* **Prompt**
Arrange the lines below as a JSON list of strings with one string per line, leaving out any blank lines.

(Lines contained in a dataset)
• • • • • • •
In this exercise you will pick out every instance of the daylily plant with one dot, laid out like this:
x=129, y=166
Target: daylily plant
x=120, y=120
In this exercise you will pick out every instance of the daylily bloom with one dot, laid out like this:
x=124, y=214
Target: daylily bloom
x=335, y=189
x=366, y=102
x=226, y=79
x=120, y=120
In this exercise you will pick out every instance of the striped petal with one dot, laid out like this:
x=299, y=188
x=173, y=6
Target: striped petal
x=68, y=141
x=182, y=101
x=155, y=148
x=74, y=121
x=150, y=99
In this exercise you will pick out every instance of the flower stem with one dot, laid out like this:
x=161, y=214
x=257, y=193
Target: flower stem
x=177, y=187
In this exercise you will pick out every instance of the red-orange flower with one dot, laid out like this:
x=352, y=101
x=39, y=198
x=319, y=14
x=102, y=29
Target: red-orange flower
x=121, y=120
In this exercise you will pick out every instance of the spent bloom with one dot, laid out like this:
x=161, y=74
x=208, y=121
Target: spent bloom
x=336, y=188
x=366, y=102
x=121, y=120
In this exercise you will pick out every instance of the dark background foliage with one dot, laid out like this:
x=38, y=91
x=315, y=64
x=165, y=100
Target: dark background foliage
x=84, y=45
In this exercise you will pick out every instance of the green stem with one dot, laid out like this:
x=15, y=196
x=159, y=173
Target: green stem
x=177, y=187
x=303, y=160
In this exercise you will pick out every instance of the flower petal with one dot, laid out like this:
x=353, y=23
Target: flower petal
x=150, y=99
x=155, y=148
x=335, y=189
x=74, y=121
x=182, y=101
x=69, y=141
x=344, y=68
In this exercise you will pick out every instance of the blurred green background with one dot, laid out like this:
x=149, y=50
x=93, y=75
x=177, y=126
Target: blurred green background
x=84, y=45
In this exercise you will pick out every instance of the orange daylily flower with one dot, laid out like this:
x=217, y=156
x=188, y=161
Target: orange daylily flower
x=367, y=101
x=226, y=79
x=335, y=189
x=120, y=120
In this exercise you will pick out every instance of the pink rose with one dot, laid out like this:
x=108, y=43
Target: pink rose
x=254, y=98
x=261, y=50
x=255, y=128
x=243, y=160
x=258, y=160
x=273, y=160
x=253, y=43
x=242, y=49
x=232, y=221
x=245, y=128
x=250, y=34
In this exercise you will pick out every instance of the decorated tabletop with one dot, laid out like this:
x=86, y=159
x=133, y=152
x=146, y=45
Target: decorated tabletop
• • • • • • •
* **Full output**
[
  "In this exercise you will pick out every instance of the daylily plant with one dot, laid out like this:",
  "x=129, y=166",
  "Target: daylily plant",
  "x=120, y=120",
  "In this exercise you will pick out every instance of the daylily bloom with one dot, laid out like this:",
  "x=124, y=214",
  "Target: daylily bloom",
  "x=335, y=189",
  "x=366, y=102",
  "x=226, y=79",
  "x=120, y=120",
  "In this exercise you will pick out every instance of the striped petal with one dot, laid out like this:",
  "x=299, y=188",
  "x=173, y=6",
  "Target: striped petal",
  "x=68, y=141",
  "x=182, y=101",
  "x=155, y=148",
  "x=74, y=121",
  "x=150, y=99",
  "In this exercise you will pick out every instance of the flower stem with one dot, laid out like this:",
  "x=161, y=214",
  "x=257, y=193",
  "Target: flower stem",
  "x=177, y=187",
  "In this exercise you will pick out every instance of the red-orange flower with one dot, laid out like this:",
  "x=352, y=101",
  "x=39, y=198",
  "x=319, y=14",
  "x=102, y=29",
  "Target: red-orange flower",
  "x=121, y=120",
  "In this exercise you will pick out every instance of the spent bloom with one dot, laid out like this:",
  "x=161, y=74",
  "x=208, y=121",
  "Target: spent bloom",
  "x=336, y=188",
  "x=366, y=102",
  "x=121, y=120",
  "In this exercise you will pick out every instance of the dark background foliage with one dot, laid out like this:",
  "x=38, y=91",
  "x=315, y=64",
  "x=165, y=100",
  "Target: dark background foliage",
  "x=84, y=45",
  "In this exercise you will pick out every instance of the green stem with one dot, laid out like this:",
  "x=15, y=196",
  "x=159, y=173",
  "Target: green stem",
  "x=177, y=187",
  "x=303, y=160",
  "In this exercise you will pick out every instance of the flower petal with one dot, laid out like this:",
  "x=353, y=23",
  "Target: flower petal",
  "x=150, y=99",
  "x=155, y=148",
  "x=335, y=189",
  "x=74, y=121",
  "x=182, y=101",
  "x=69, y=141",
  "x=344, y=68",
  "In this exercise you will pick out every instance of the blurred green background with one dot, laid out like this:",
  "x=149, y=50",
  "x=93, y=75",
  "x=177, y=126",
  "Target: blurred green background",
  "x=84, y=45",
  "In this exercise you will pick out every instance of the orange daylily flower with one dot, laid out like this:",
  "x=217, y=156",
  "x=188, y=161",
  "Target: orange daylily flower",
  "x=367, y=101",
  "x=226, y=79",
  "x=335, y=189",
  "x=120, y=120",
  "In this exercise you will pick out every instance of the pink rose with one dot, laid out like this:",
  "x=108, y=43",
  "Target: pink rose",
  "x=254, y=98",
  "x=261, y=50",
  "x=255, y=128",
  "x=243, y=160",
  "x=258, y=160",
  "x=273, y=160",
  "x=253, y=43",
  "x=242, y=49",
  "x=232, y=221",
  "x=245, y=128",
  "x=250, y=34",
  "In this exercise you will pick out every instance of the decorated tabletop with one dot, laid out like this:",
  "x=86, y=159",
  "x=133, y=152",
  "x=146, y=45",
  "Target: decorated tabletop"
]